- Data pulled from a collection

(begin)

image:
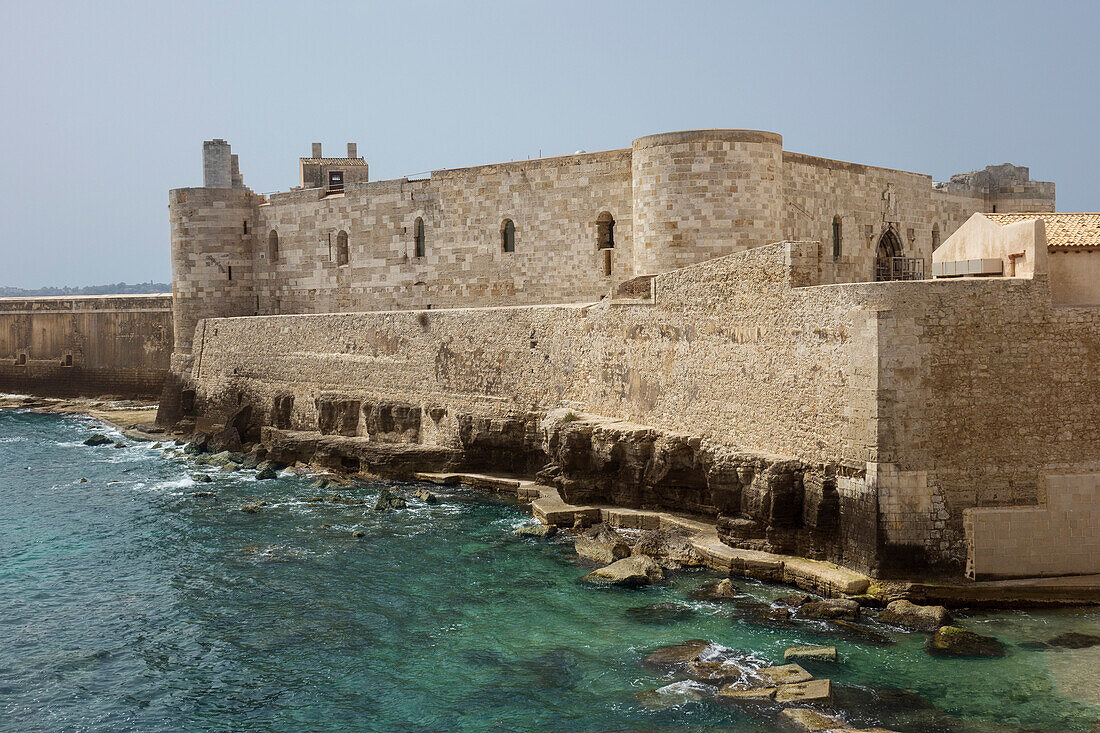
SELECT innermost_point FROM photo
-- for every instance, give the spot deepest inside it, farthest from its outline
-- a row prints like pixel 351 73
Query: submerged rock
pixel 602 544
pixel 660 613
pixel 677 654
pixel 836 608
pixel 810 654
pixel 719 591
pixel 913 616
pixel 955 642
pixel 670 548
pixel 537 531
pixel 388 501
pixel 796 600
pixel 670 696
pixel 804 720
pixel 1068 641
pixel 266 472
pixel 628 572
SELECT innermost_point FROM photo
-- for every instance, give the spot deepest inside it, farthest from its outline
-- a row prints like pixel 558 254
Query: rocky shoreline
pixel 794 693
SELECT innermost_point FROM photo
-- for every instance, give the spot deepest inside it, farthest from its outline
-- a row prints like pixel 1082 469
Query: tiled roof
pixel 1063 230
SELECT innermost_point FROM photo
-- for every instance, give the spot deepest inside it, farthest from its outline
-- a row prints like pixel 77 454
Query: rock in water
pixel 721 591
pixel 804 720
pixel 660 613
pixel 669 548
pixel 602 544
pixel 916 617
pixel 677 654
pixel 266 471
pixel 628 572
pixel 837 608
pixel 955 642
pixel 810 654
pixel 388 501
pixel 537 531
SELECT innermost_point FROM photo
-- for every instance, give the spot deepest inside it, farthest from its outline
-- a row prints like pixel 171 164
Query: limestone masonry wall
pixel 582 223
pixel 86 346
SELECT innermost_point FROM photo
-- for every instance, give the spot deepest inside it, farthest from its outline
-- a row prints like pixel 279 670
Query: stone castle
pixel 833 360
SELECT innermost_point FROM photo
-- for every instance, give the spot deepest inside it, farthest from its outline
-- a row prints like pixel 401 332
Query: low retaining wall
pixel 87 347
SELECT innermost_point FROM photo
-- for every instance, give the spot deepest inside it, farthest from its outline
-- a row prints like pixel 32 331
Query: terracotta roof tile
pixel 1063 230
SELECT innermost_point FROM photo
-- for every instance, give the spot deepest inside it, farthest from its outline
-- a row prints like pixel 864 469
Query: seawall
pixel 90 346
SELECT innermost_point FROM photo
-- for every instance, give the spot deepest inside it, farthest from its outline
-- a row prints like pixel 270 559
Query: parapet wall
pixel 86 346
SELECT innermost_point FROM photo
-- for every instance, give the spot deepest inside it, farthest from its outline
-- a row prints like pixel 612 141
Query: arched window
pixel 418 237
pixel 342 248
pixel 605 231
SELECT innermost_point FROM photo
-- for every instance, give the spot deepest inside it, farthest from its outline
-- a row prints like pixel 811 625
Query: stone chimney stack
pixel 217 164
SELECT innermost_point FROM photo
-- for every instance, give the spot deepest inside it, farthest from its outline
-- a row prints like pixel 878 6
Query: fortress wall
pixel 702 194
pixel 553 203
pixel 985 389
pixel 119 345
pixel 728 351
pixel 211 255
pixel 816 189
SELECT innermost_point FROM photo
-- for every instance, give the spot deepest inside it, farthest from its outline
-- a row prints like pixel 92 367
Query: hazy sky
pixel 107 105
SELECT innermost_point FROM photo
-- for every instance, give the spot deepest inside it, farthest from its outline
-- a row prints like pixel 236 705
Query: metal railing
pixel 889 269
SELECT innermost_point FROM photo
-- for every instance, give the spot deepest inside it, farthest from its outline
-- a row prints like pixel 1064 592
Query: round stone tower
pixel 702 194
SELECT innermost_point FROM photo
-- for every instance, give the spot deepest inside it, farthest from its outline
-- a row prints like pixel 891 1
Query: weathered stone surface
pixel 628 572
pixel 1067 641
pixel 537 531
pixel 810 654
pixel 955 642
pixel 829 609
pixel 739 693
pixel 716 592
pixel 660 613
pixel 804 720
pixel 917 617
pixel 783 675
pixel 602 544
pixel 388 501
pixel 818 691
pixel 677 654
pixel 671 549
pixel 670 696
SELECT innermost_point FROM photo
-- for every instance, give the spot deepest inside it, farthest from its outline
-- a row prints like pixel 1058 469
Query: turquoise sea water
pixel 127 604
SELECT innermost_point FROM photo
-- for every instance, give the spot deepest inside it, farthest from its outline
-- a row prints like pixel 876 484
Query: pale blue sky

(end)

- What you are asked to do
Rename "submerged rock" to "underwater rock" in the lines from the start of the data up to and including the line with "pixel 719 591", and change nothing else. Leave the pictures out of your answer.

- Written answer
image:
SELECT innermost_point FROM photo
-- for every instance, give the spot deepest inside it, farthest from its outline
-- a row prints like pixel 351 73
Query: underwater rock
pixel 602 544
pixel 660 613
pixel 677 654
pixel 836 608
pixel 810 654
pixel 719 591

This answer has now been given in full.